* Start EXCERPT *

The Tribunal is competent and is regularly constituted, pursuant to section (a) of article 2(1) and articles 5 and 6, all of the RJAT.

The parties have legal standing and capacity, are shown to be legitimate, are regularly represented and the case does not suffer from any nullities.

V. Factual Matters

With relevance for the decision, the following facts are taken as proven:

A. The Claimant, in the year 2016, was the owner of the autonomous fraction designated by the letter "B" of the urban immovable property registered in the urban property register under article ... of the Union of Parishes of..., ..., ..., ..., ... and ... . (see Doc. No. 1 attached to the initial petition and consultation carried out on 06.02.2018 to the respective property register contained in the Tax Portal);

B. The immovable property, identified in 1. above, of the Historic Centre of Porto, is part of the UNESCO World Heritage list, pursuant to Notice No. 15173/2010, published in the Official Journal, no. 147, of 30 July 2010 (see Doc. No. 3 attached to the initial petition);

C. The Municipal Division of Museums and Cultural Heritage of the Porto City Council issued, on 28.03.2017, information with reference to the immovable property identified in 1. above, within the scope of process no. .../17/CMP, to the effect that "[t]he fraction in question is part of a property located in the ensemble designated as the Historic Centre of Porto, included in the 'World Heritage' list by UNESCO on 5 December 1996 (see 'Report of the 20th Session of the World Heritage Committee') which Portuguese Legislation recognizes as 'National Monument' (Notice No. 15173/2010_OR, no. 147, 2nd series, of 30/07/2010), whereby it is marked as MN19 in the Conditions Map of the Municipal Master Plan of Porto in force (Resolution of the Council of Ministers No. 19/2006, published in the Official Journal, 1st series-B, no. 25, of 3 February, amended by Notice No. 14332/2012, published in the Official Journal, 2nd series, no. 207, of 25 October). Furthermore, as it falls within the remit of this office to issue certificates of 'Classified Immovable Property of Municipal Interest', this situation is not verified in the present case." (see Doc. No. 2 attached to the initial petition);

D. The Claimant was notified to proceed with the payment of the sole instalment of the act of assessment of Municipal Property Tax relating to the year 2016, in the amount of €159.96, with payment deadline in April 2017. (see Doc. No. 1 attached to the initial petition);

E. The Claimant proceeded to pay the act of assessment underlying the arbitral petition on 9 April 2017.

VI. Facts Taken as Not Proven

There are no facts taken as not proven, because all facts relevant for the appraisal of the request were taken as proven.

VII. Justification for the Factual Matters Taken as Proven

For the conviction of the arbitral tribunal regarding the facts proven, the documents attached to the proceedings analyzed and weighed in conjunction with the pleadings were relevant, from which agreement results regarding the factuality presented by the Claimant in the request for arbitral determination.

VIII. Issue to be Decided

In light of the foregoing in the previous numbers, there are two disputed issues in the present proceedings, namely:

a) to determine whether the tax act assessing Municipal Property Tax (IMI), relating to the year 2016, is illegal, insofar as the urban property where the fraction belonging to the Claimant is located is classified as a National Monument as a consequence of it being inserted within the ensemble commonly designated as the Historic Centre of Porto, considered World Heritage by UNESCO in 1996, and if, for that reason, such property meets the requirements established by law to benefit from the exemption from Municipal Property Tax enshrined in article 44(1), section n) of the EBF;

b) to determine whether the interpretation put forward by the Claimant, concerning the assessment of Municipal Property Tax under challenge violates the principles of tax equality, fiscal justice, contributive capacity, local autonomy and equality in decision-making, along with suffering from organic unconstitutionality.

* End EXCERPT *
* Start STORED RECORDS *

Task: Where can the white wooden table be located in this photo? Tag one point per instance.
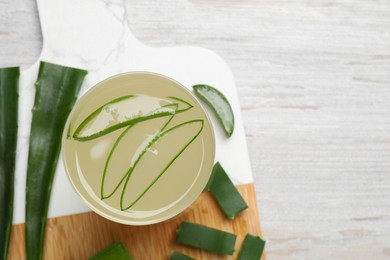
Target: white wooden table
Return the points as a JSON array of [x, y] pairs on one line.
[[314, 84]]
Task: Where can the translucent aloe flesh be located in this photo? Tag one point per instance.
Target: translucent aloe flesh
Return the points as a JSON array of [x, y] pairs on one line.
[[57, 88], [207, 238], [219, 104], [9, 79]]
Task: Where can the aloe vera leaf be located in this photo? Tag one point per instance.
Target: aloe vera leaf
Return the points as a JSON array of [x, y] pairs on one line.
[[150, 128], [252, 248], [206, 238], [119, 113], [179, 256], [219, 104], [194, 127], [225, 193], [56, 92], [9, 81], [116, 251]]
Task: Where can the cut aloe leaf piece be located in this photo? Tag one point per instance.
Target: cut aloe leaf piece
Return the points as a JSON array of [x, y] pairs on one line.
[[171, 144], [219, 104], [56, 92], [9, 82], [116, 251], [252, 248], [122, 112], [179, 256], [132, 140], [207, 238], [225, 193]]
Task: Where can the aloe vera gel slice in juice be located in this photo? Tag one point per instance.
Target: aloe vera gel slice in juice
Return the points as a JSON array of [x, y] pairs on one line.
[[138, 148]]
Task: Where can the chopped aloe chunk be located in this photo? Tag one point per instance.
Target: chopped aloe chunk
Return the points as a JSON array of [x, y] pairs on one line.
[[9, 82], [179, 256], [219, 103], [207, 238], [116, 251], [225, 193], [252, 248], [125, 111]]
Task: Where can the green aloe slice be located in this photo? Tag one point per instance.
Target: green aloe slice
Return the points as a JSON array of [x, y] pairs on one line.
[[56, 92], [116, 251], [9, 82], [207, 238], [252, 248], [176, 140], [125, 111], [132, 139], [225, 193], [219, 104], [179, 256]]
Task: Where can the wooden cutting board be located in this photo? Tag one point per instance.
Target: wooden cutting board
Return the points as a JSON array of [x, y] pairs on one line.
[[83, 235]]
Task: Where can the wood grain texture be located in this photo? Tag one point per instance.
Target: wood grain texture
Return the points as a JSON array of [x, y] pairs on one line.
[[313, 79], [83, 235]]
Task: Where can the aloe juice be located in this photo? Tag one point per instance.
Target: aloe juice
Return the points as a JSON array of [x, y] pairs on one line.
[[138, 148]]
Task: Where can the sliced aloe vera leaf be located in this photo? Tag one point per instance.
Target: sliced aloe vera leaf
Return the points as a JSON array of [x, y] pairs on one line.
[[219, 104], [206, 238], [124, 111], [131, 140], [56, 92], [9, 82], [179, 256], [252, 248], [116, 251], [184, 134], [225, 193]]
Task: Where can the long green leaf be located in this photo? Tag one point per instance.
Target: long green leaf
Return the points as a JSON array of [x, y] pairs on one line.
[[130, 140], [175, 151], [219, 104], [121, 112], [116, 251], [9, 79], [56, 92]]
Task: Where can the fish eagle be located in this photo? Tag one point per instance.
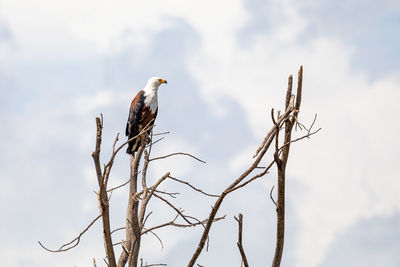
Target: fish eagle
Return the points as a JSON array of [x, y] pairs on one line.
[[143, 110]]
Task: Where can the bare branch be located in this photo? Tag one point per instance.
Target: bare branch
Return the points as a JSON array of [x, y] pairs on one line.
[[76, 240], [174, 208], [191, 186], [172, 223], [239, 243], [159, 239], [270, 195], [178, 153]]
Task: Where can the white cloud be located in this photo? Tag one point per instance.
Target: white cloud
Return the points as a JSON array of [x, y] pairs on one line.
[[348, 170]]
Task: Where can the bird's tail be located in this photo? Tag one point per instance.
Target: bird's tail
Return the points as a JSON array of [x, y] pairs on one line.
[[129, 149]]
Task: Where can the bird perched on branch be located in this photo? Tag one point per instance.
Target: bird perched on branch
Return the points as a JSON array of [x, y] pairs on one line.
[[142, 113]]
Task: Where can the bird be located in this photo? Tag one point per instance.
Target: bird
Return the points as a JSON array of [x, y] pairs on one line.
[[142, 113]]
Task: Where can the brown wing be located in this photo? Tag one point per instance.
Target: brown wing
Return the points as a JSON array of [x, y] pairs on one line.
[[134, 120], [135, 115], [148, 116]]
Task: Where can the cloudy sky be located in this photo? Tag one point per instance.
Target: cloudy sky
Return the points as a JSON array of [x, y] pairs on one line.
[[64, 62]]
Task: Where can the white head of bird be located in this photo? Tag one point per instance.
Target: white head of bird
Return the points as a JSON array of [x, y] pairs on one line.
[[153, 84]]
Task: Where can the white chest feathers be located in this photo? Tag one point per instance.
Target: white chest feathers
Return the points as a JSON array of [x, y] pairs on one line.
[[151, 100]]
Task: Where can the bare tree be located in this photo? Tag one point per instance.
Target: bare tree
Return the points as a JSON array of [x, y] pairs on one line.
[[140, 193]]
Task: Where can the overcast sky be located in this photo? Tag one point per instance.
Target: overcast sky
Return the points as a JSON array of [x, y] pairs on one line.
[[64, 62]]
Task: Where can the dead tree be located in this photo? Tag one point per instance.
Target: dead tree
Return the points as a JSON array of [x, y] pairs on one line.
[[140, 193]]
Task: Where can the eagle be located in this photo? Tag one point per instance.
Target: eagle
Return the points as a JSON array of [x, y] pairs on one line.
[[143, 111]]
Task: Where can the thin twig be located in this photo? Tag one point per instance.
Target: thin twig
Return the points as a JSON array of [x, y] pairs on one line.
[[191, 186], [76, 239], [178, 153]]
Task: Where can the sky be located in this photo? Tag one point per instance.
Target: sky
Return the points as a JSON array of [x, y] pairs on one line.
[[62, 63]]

* End STORED RECORDS *
* Start STORED RECORDS *

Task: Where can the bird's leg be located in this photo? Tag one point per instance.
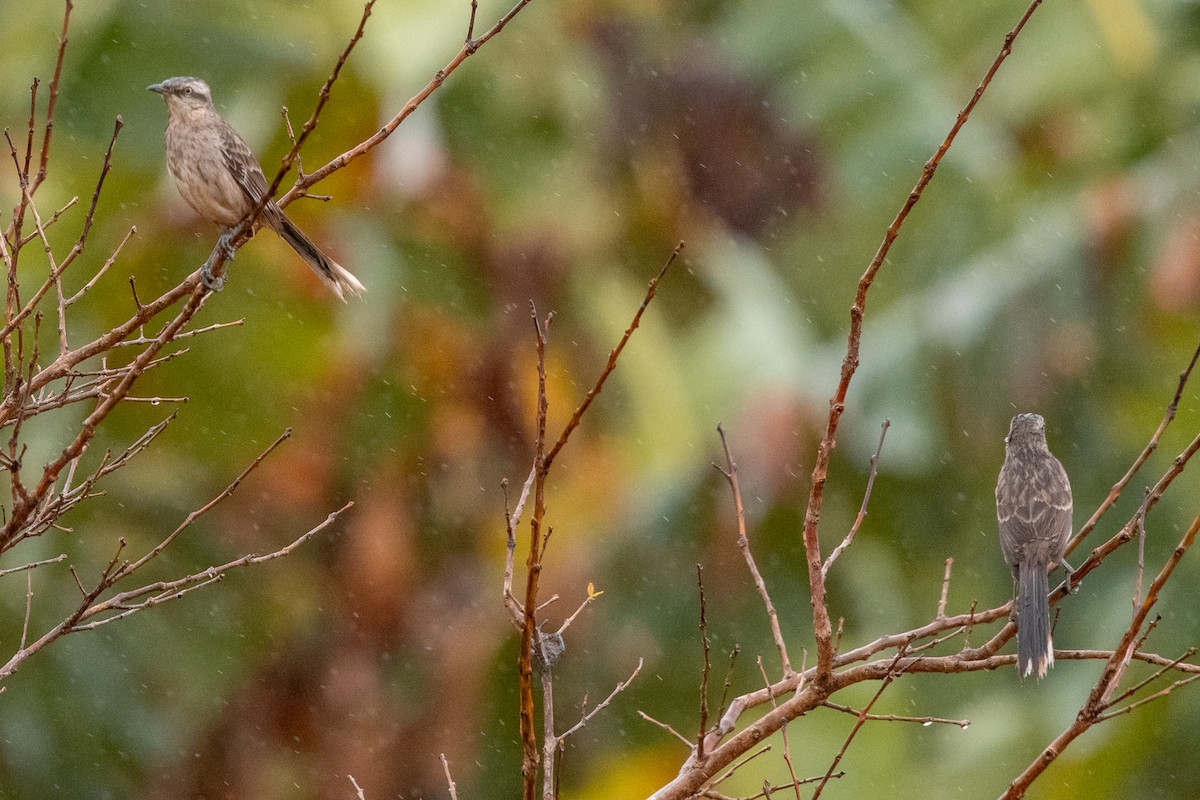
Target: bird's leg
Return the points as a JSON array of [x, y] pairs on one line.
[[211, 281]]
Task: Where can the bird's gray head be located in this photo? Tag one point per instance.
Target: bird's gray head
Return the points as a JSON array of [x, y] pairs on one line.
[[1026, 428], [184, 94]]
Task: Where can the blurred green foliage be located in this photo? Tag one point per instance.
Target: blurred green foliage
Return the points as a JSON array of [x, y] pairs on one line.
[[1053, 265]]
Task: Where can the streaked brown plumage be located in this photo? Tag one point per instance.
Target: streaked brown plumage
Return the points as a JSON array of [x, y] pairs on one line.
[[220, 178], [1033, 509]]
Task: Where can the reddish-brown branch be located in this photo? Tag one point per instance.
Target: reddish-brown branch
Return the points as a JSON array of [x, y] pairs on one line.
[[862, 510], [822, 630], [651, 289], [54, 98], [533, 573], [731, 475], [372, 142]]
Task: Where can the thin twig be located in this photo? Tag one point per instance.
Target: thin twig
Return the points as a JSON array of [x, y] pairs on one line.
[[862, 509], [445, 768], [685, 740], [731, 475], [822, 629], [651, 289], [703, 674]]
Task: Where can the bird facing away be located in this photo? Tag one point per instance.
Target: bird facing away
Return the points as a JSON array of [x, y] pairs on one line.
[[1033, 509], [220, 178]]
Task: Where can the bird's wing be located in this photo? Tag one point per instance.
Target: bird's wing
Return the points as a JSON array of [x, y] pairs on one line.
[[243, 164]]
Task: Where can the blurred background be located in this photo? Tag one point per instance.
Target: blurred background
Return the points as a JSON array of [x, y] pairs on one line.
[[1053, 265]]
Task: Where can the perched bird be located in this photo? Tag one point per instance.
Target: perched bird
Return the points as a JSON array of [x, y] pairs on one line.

* End STORED RECORDS *

▶ WRITTEN TASK: Continue the tax arbitration ruling on the Porto property assessment from the point where it stops.

▶ TASK OUTPUT:
IX. Legal Grounds

A. CLASSIFICATION OF PROPERTIES

  1. We shall now determine the law applicable to the facts underlying the issue already stated (see above VIII).

  2. Article 44(1) section n) of the EBF establishes that exempt from Municipal Property Tax are "immovable properties classified as national monuments and immovable properties individually classified as being of public interest or municipal interest, in accordance with applicable legislation".

  3. This article is composed of two provisions. First, exempt from Municipal Property Tax are immovable properties classified as national monuments. Secondly, exempt from the same tax are immovable properties individually classified as being of public interest or municipal interest.

  4. Given the reference to applicable legislation contained in the aforementioned provision of article 44(1) section n) of the EBF, it is necessary to take into account Law 107/2001, of 8 September – Cultural Heritage Framework Law –, more specifically its article 15, according to which:

"1 - Immovable cultural properties may belong to the categories of monument, ensemble or site, as such categories are defined in international law, and movable properties, among others, to the categories indicated in title VII.

2 - Movable and immovable cultural properties may be classified as being of national interest, public interest or municipal interest.

3 - For immovable cultural properties classified as being of national interest, whether they are monuments, ensembles or sites, the designation 'national monument' shall be adopted and for movable cultural properties classified as being of national interest the designation 'national treasure' is created.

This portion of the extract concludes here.